Exercise materials:
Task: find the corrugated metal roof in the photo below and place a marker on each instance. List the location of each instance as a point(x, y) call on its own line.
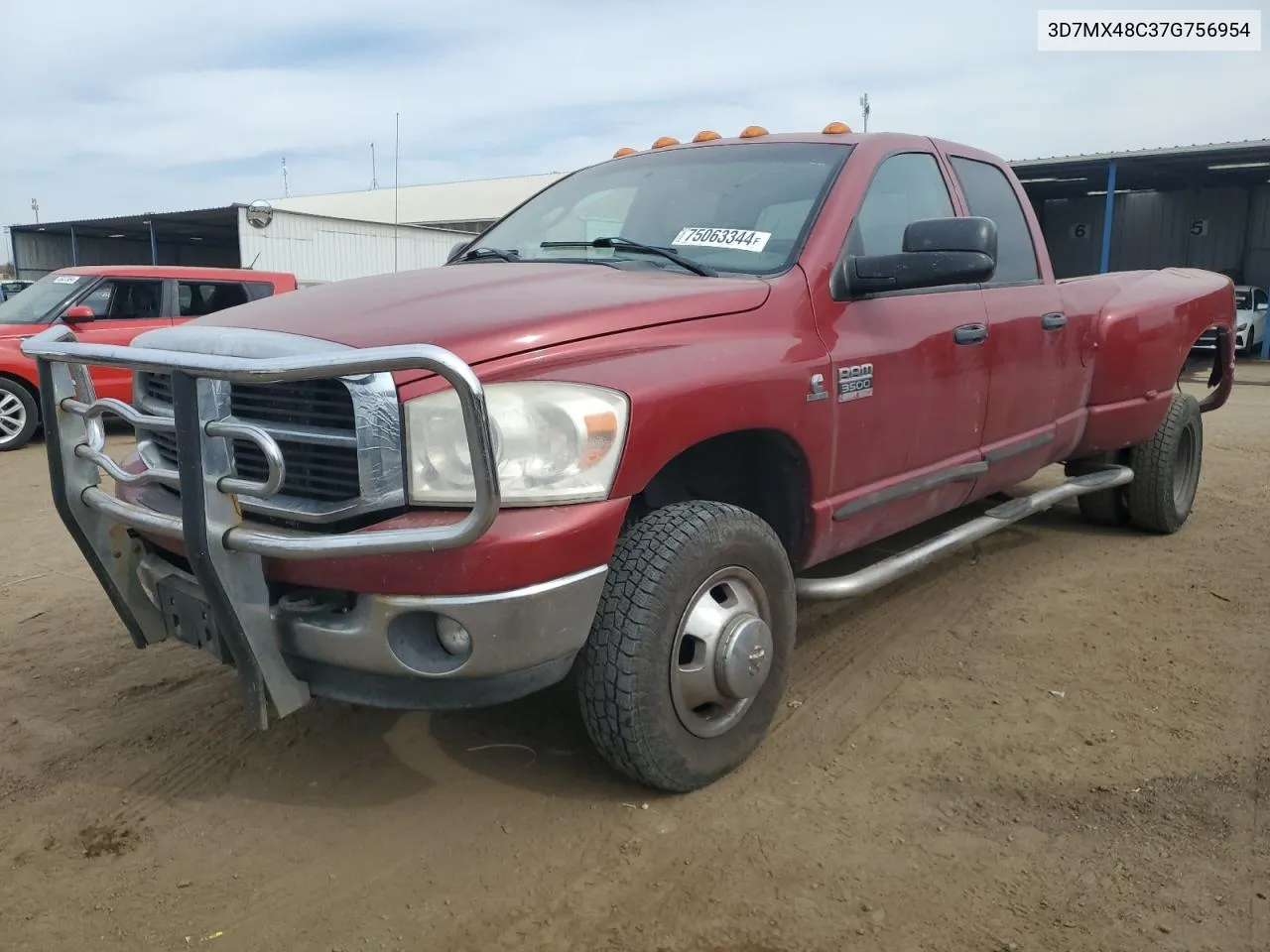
point(1156, 153)
point(421, 204)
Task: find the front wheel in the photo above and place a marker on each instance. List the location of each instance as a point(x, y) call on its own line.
point(19, 416)
point(688, 657)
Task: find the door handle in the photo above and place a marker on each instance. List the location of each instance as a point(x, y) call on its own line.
point(970, 334)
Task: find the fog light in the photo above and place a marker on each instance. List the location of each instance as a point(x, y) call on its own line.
point(453, 636)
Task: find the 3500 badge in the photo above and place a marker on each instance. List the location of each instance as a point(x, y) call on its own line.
point(855, 382)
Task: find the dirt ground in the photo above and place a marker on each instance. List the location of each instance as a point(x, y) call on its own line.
point(1056, 740)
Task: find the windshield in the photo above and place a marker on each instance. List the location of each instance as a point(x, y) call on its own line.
point(35, 303)
point(742, 208)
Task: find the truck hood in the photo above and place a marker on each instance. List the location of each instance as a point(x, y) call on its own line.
point(495, 308)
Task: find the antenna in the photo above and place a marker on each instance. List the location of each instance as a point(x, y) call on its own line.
point(397, 154)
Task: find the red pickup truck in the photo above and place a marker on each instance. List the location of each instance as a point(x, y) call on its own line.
point(616, 434)
point(109, 304)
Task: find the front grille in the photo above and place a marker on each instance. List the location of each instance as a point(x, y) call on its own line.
point(318, 472)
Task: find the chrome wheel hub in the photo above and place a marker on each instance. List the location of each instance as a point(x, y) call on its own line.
point(13, 416)
point(722, 652)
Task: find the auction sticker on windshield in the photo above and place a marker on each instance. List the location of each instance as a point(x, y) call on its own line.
point(738, 239)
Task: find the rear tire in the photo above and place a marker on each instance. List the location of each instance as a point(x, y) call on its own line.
point(19, 416)
point(1106, 508)
point(1166, 468)
point(688, 657)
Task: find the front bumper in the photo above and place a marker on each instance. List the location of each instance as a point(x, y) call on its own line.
point(289, 644)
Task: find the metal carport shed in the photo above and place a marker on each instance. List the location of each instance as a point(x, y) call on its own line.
point(1201, 206)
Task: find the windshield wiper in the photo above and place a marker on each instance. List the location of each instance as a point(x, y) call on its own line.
point(617, 241)
point(502, 254)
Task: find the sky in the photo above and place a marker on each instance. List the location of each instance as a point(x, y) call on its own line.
point(139, 105)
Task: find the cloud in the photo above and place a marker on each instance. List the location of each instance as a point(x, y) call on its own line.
point(150, 105)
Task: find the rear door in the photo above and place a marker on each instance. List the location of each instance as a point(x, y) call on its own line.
point(1035, 399)
point(911, 371)
point(122, 308)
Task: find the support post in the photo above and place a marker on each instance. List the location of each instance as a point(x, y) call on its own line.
point(1265, 339)
point(1109, 207)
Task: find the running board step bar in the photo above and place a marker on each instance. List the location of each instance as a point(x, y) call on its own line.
point(997, 518)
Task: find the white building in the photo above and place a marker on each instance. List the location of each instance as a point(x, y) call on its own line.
point(454, 206)
point(316, 238)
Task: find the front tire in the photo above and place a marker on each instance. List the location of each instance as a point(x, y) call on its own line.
point(1166, 468)
point(688, 657)
point(19, 416)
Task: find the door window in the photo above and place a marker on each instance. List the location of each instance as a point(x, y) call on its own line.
point(991, 195)
point(122, 298)
point(200, 298)
point(906, 188)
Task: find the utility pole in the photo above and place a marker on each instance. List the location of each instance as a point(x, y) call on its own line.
point(397, 166)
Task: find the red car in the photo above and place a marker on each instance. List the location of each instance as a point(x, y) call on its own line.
point(619, 434)
point(109, 304)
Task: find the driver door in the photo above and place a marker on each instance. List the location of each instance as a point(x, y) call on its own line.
point(122, 308)
point(911, 372)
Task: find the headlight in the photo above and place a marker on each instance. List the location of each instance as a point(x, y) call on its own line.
point(554, 443)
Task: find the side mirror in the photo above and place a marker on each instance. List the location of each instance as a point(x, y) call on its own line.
point(935, 252)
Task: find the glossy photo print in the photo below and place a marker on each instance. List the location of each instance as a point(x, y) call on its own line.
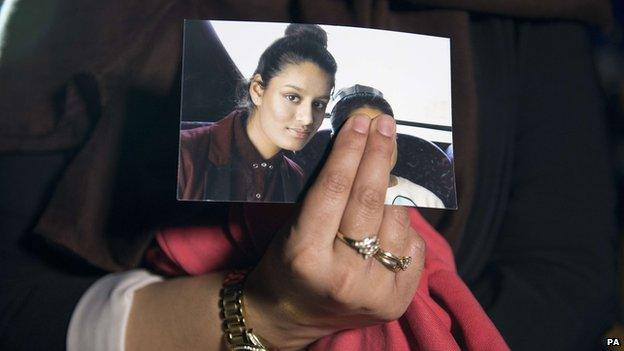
point(262, 101)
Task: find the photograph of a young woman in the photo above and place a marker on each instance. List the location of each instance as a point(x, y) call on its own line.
point(364, 100)
point(240, 157)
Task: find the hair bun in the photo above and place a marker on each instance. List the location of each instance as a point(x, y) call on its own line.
point(311, 32)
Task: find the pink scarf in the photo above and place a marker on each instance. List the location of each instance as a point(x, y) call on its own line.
point(443, 315)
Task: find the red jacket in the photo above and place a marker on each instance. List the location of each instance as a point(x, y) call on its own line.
point(216, 159)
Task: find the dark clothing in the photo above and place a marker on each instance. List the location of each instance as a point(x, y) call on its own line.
point(219, 163)
point(534, 235)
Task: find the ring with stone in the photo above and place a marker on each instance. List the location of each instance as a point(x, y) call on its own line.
point(393, 262)
point(367, 247)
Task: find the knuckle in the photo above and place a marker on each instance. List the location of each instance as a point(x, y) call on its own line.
point(335, 184)
point(418, 243)
point(370, 199)
point(300, 265)
point(341, 290)
point(380, 149)
point(400, 218)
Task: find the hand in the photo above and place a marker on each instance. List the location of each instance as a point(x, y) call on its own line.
point(309, 283)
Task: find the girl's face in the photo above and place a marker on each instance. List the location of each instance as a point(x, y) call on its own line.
point(372, 113)
point(291, 108)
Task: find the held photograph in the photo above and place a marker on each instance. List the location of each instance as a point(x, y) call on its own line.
point(258, 115)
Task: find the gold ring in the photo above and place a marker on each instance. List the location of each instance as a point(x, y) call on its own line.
point(393, 262)
point(367, 246)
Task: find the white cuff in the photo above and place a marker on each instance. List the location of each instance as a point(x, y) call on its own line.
point(100, 318)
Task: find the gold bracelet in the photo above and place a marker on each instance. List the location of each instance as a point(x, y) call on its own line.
point(237, 336)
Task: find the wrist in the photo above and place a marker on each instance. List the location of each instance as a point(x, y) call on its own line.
point(278, 321)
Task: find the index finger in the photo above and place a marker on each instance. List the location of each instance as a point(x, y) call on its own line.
point(327, 198)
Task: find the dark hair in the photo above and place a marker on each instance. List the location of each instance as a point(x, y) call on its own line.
point(300, 43)
point(353, 101)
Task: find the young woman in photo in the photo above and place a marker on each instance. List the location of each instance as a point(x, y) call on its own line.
point(240, 158)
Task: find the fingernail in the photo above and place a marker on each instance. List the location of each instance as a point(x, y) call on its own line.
point(361, 124)
point(385, 125)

Task directions:
The data shown above must be printed again exactly, with no images included.

Answer section:
Task: find the corrugated metal roof in the photo below and place a marker on each instance. List the location of each instance as a point(x, y) call on its own line.
point(1156, 153)
point(421, 204)
Task: find the front wheel in the photo above and place a marker on each instance. List the location of each instance as a point(x, y) call on its own line.
point(19, 416)
point(688, 657)
Task: find the door handle in the photo above and place a marker on each instance. List the location of each instance as a point(x, y) call on its own line.
point(970, 334)
Task: find the fog light in the photo above and place a marker on each instance. List the location of each instance as a point(x, y) call on its own line.
point(453, 636)
Task: find the 3500 badge in the photo above and place a marker on each instance. List the location of each instance as a point(x, y) call on its own line.
point(855, 382)
Task: find the dirt ground in the photo above and place a marker on each instance. List the location of each instance as a point(x, y) call on its own line.
point(1056, 740)
Task: find the windshield in the photo above and place a marker on each instance. List the location of each instance as a point(x, y) call on its own line.
point(35, 303)
point(742, 208)
Task: find the truck hood in the photo above and place a marker on each instance. List the location of each instance as a point(x, y) call on its own line.
point(495, 308)
Task: find the antenna in the photo above and place a marker on each instance. List the location of each instance as a point(x, y) call on its own line.
point(397, 154)
Task: find the red pickup truck in the photo above and place a marker on each instance. List the location of each instance as a point(x, y) call on its own line.
point(616, 434)
point(109, 304)
Task: find the front grille in the photo above and place a marker on each instance. List the location of each instance as a point(x, y) call on its own line.
point(318, 472)
Task: find the chrome wheel hub in the photo above and place a marker on each instance. List the location of each instance as a point(x, y) call on its own line.
point(13, 416)
point(722, 652)
Task: find the auction sticker on windshield in the photo above and place a marker on each instance. List the location of each instance as a point(x, y) call on its own line.
point(738, 239)
Task: find the rear tire in the photo above and place a marker on each instance. List the location of each instance as a point(x, y) call on its own line.
point(19, 416)
point(1106, 508)
point(1166, 468)
point(688, 657)
Task: find the front bumper in the photo above and place a marker on each instance. List the location of each instance as a point(x, y) call on its own line.
point(289, 644)
Task: find the metal carport shed in the photo above and place a marker on each instance. List the location of each instance as a point(x, y) call on its own line.
point(1201, 206)
Task: find the windshield wiper in the photo above and place a marker on each instance. List the location of each instance as a point(x, y) call on its own line.
point(617, 241)
point(502, 254)
Task: find the sky in the photo above and place a marker on each instance. List the location of each instance as a point(x, y) call on its own line.
point(139, 105)
Task: find the cloud in the photo above and place a marker on each instance. List the location of each instance as a point(x, y) call on its own line.
point(150, 105)
Task: find the rear door in the photo above and place a marker on each instance. List the location of each instance as a point(x, y) call on its own line.
point(1035, 399)
point(911, 371)
point(122, 308)
Task: find the support post in the photo above and place a marker on each instance. List the location of each instance as a point(x, y) call on its own line.
point(1265, 339)
point(1109, 207)
Task: find the running board step bar in the photo above and place a marker on each instance. List the location of each instance as a point(x, y) call on its own line.
point(997, 518)
Task: find the white building in the photo above and place a marker on each instance. List the location of each instance as a point(x, y) call on its own line.
point(454, 206)
point(316, 238)
Task: find the front tire in the photo above and place a marker on each instance. List the location of each instance as a point(x, y) call on its own line.
point(1166, 468)
point(688, 657)
point(19, 416)
Task: find the door window in the photo above and place a marker on each instance. List the location of each instance as a point(x, y) call on its own line.
point(991, 195)
point(122, 298)
point(200, 298)
point(906, 188)
Task: find the utility pole in the photo above and place a marker on each instance. List the location of each instance as a point(x, y) call on its own line.
point(397, 166)
Task: find the red car in the photo above and place a marker on each instance. List the location of each instance as a point(x, y) call on its own line.
point(619, 434)
point(109, 304)
Task: find the driver door in the photo above and place a marker on each instance. List the location of each instance as a point(x, y) call on its own line.
point(122, 308)
point(911, 372)
Task: find the headlight in the photo above and place a marker on each instance. List the location of each instance as a point(x, y) call on its own line.
point(554, 443)
Task: find the side mirror in the photo above and place a marker on each instance. List the location of each instance as a point(x, y) call on its own line.
point(935, 252)
Task: find the glossy photo print in the photo below and place a marker on each instance. List the location of each instance as a point(x, y) call on its own line.
point(262, 101)
Task: find the photograph of a young woman in the photo above and place a marker on each instance. List the location of each instance as a point(x, y) call on its own line.
point(364, 100)
point(240, 157)
Task: find the hair bun in the photo above and place a marker on each instance. List the location of each instance as a point(x, y) call on its own line.
point(311, 32)
Task: find the pink scarf in the photo above and place a marker on each instance. List the location of each instance as a point(x, y) call on its own line.
point(443, 315)
Task: find the red jacket in the photo above and place a marker on each instance. List the location of each instance as a point(x, y) call on its own line.
point(216, 159)
Task: find the dark clothing in the photo above and place a marker on each instance. List the location of each instance as a point(x, y) call on its own line.
point(219, 163)
point(534, 235)
Task: find the ring with stone in the photo above and place a marker on each instance. List the location of each instance as a point(x, y) call on its own line.
point(393, 262)
point(367, 247)
Task: find the knuckle in the photo above and place a marker on each instance. List the location of each instance as a point(x, y) call on its own line.
point(335, 184)
point(418, 243)
point(370, 199)
point(300, 265)
point(341, 290)
point(380, 149)
point(400, 218)
Task: find the hand in the photo above and place a marker on each instance. List the location of each instance as a point(x, y) call on its own line.
point(309, 283)
Task: find the girl's face in the photo above and place a marker on each instance. List the location of each instance as a point(x, y) call on its own line.
point(372, 113)
point(291, 108)
Task: find the held photograph in the photo above and place a marker on each instance. List the location of each instance as a point(x, y) call on its own line.
point(258, 115)
Task: find the gold ring in the photo above and place a marker on each instance. List the location of each instance as a point(x, y) call on its own line.
point(393, 262)
point(367, 246)
Task: find the white cuff in the photo above and place a marker on each instance. List the location of each instance as a point(x, y) call on its own line.
point(100, 318)
Task: find the gold bracelet in the photo above and place a marker on each instance. List the location of each instance as a point(x, y) call on its own line.
point(237, 336)
Task: find the wrist in the photo above and place a marker on each instance. List the location of each instance as a point(x, y) call on its own line.
point(278, 321)
Task: find the index finger in the photo above and place a marker on each instance. List the location of each instance as a point(x, y) call on its own line.
point(327, 198)
Task: find the dark hair in the photo above and place a marker on each instance. List the location of each instance as a point(x, y) call on its own line.
point(300, 43)
point(353, 101)
Task: find the young woman in photo in the photo above and place a marker on each instance. List the location of each instance as a point(x, y) call on its own line.
point(240, 158)
Task: find the fingernail in the photo above and place a marker on each instance. List the location of each instance as a point(x, y) call on its own line.
point(361, 124)
point(385, 125)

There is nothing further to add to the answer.